Selected passage:
>>>
# Betta with Angels?



## Xailiar (Jan 2, 2011)

Would a male betta feel threatened, or whatever, by young angelfish in the same tank as it?


----------



## WhiteGloveAquatics (Sep 3, 2009)

you could have some issues but Ive been successful in keeping them together with no issues a few years back.


----------



## automatic-hydromatic (Oct 18, 2010)

I'd be cautious with a male, but I wouldn't think there would be any issues with a female Betta


----------



## WhiteGloveAquatics (Sep 3, 2009)

Actually the female bettas I kept used to terrorize everything in the tank, I really had better behavior with all the males Ive owned over the past 20 some odd years. The white bodied with red fin female bettas are the worst, nasty little girls, violent and always greedy/angry eaters.


----------



## automatic-hydromatic (Oct 18, 2010)

interesting

well that's good to know 


but at the same rate, every fish has a personality of it's own


----------



## WhiteGloveAquatics (Sep 3, 2009)

That is the truth.


----------



## majerah1 (Oct 29, 2010)

Yes females can be meaner than males.I have a royal blue DT,perfect finnage.She has killed every male she has been in with,and they were not shy.Crowntails and plakat girlies are the worst.Veils are the sweetest.I have found cambodians are especially feisty(thats the flesh colored bodies with red fins.)Whites are usually gentle.

That being said,i think if anything you will have issues with the angels.If you want to be sure,look for a short finned male so he can swim away from the angels.Of course they will have their own personality.


----------



## automatic-hydromatic (Oct 18, 2010)

I just put a female Veil in my 30 gallon planted community tank, so we'll see how that goes, lol


----------



## NeonShark666 (Dec 13, 2010)

Bettas and Angels usually don't interact much in the same tank. Bettas stay near the top while Angels stay more to the middle and bottom. Bettas like to hang around floating plant on the surface. Angels feel safe swimimng through and in tall plants like Vallsanaria. Temperature for both should be 76-86.


----------
<<<
Instructions:
(a) In the betta and angelfish thread, which betta tail type is called the sweetest?
(b) Restate the stretch of the betta and angelfish thread from "## majerah1 (Oct" through "their own personality.", switching "royal blue" to "turquoise".
The listing below is not needed.

Data extract:
>>>
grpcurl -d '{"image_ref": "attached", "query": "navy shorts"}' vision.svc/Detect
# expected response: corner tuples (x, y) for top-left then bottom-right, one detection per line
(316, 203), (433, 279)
<<<
Task-by-task solutions:
(a) Veils.

(b)
## majerah1 (Oct 29, 2010)

Yes females can be meaner than males.I have a turquoise DT,perfect finnage.She has killed every male she has been in with,and they were not shy.Crowntails and plakat girlies are the worst.Veils are the sweetest.I have found cambodians are especially feisty(thats the flesh colored bodies with red fins.)Whites are usually gentle.

That being said,i think if anything you will have issues with the angels.If you want to be sure,look for a short finned male so he can swim away from the angels.Of course they will have their own personality.